● **TEXT SECTION**
# Alternatives to running Lemur on a Tablet



## will_m (Jul 23, 2017)

I'm currently using Lemur on a Samsung Tab Pro 10.1, I have a custom template that has buttons for common midi/audio functions, adding tracks, and track visibility settings.







My issue is that the tablet screen keeps flashing and I think its on its way out. A few people have mentioned that tablets don't do too well when left plugged in as it affects the battery.

I might end up having to get it repaired or get a new tablet so I was wondering if there are any other options for running Lemur or an alternative on something that is a bit better at staying plugged in on wall power?

I've seen JXL and a few others have a large touchscreen monitor running something that looks like Lemur but I didn't think Lemur ran on anything but android/iOS.


----------



## IoannisGutevas (Jul 23, 2017)

Well those screens that Junkie XL and Hans Zimmer are custom build templates for their workflow. That doesnt mean that you cant do at least 90% of what they do with Lemur. There are alternatives but lemur is the most customizable and most flexible if you know how to use it.

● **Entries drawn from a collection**
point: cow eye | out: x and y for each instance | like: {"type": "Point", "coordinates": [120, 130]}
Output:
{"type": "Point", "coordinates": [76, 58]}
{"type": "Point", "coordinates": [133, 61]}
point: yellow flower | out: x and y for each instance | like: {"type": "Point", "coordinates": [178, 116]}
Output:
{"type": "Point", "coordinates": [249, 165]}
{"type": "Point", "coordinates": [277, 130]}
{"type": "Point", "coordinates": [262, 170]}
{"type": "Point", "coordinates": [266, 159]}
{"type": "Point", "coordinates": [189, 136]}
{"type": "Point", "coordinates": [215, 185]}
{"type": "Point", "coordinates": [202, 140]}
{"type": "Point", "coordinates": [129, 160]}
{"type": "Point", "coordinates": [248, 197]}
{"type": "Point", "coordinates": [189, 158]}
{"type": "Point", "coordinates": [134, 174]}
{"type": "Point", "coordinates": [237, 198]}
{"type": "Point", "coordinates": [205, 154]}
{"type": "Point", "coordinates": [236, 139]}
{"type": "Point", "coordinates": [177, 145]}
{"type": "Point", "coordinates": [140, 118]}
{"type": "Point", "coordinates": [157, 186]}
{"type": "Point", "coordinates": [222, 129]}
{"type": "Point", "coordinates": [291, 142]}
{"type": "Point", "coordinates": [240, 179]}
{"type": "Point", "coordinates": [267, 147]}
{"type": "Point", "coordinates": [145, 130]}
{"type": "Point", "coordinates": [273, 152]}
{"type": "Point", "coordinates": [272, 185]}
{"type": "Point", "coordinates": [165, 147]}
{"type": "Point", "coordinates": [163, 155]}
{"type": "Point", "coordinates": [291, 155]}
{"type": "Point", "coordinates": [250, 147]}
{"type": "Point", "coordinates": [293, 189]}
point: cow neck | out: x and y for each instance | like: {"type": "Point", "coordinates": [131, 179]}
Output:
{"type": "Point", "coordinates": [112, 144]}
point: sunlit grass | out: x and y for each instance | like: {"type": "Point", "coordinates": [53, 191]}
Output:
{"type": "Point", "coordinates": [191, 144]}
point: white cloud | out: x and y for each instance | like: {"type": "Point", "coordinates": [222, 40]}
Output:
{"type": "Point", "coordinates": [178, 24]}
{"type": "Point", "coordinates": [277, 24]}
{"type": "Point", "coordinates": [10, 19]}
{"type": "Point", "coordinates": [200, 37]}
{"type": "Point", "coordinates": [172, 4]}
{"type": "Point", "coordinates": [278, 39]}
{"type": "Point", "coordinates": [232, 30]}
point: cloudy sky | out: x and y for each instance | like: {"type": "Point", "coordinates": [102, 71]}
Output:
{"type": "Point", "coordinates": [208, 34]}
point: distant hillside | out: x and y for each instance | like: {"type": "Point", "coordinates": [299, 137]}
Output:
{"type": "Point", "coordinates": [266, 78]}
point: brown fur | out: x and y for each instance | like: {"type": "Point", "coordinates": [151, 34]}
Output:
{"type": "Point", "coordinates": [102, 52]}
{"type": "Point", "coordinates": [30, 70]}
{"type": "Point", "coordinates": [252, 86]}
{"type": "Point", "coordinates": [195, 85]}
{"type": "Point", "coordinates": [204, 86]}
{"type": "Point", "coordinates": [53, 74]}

● **WORK TO COMPLETE**
[1] Reproduce the listing from the line containing "point: brown fur" through the final line of the listing, including both of those lines.
[2] Continue the forum thread about alternatives to running Lemur on a tablet from the point where it stops.
The listing bears no relation to the forum thread about running Lemur.

● **TASK-BY-TASK ANSWERS**
[1]
point: brown fur | out: x and y for each instance | like: {"type": "Point", "coordinates": [151, 34]}
Output:
{"type": "Point", "coordinates": [102, 52]}
{"type": "Point", "coordinates": [30, 70]}
{"type": "Point", "coordinates": [252, 86]}
{"type": "Point", "coordinates": [195, 85]}
{"type": "Point", "coordinates": [204, 86]}
{"type": "Point", "coordinates": [53, 74]}

[2]
There is Metagrid which is really easy to setup but there are not faders (not yet at least), but if you are using only buttons its a great solution to setup your template there. Also it comes pre-build with templates for several DAWs and apps like Photoshop and you can setup to control almost any application you run in your pc with it.

Another alternative is TouchOSC. Its like lemur, a bit easier to configure but Lemur can go a lot more in depth in coding and configurability than TouchOSC.

Also there is this solution for better connectivity (i use wifi with loopMIDI but if some say that this is better), https://www.iconnectivity.com/products/midi/iconnectmidi4plus/ . 

If you are using Cubase, this is hands down the best option that you can find using Lemur : https://www.midikinetics.com/products/composer-tools-pro/ . All products from MidiKinetiks are pure gold. Composer Tools Pro + C_Brains are the best controller that you can have for Cubase. If you are using Cubase you should check it out.

Lastly there is no right or wrong in leaving your tablet plugged in on wall power. Repairing it or getting a new tablet depends on how much the repair costs and what kind of new tablet you wanna get and what budget you have.


----------



## Øivind (Jul 23, 2017)

one alternative is to use something like Remix OS, which is Android for PC http://www.jide.com/remixos-for-pc tho i think they are gonna focus on business forwards so the downloads for public might go away soon.


----------



## will_m (Jul 23, 2017)

IoannisGutevas said:


> Well those screens that Junkie XL and Hans Zimmer are custom build templates for their workflow. That doesnt mean that you cant do at least 90% of what they do with Lemur. There are alternatives but lemur is the most customizable and most flexible if you know how to use it.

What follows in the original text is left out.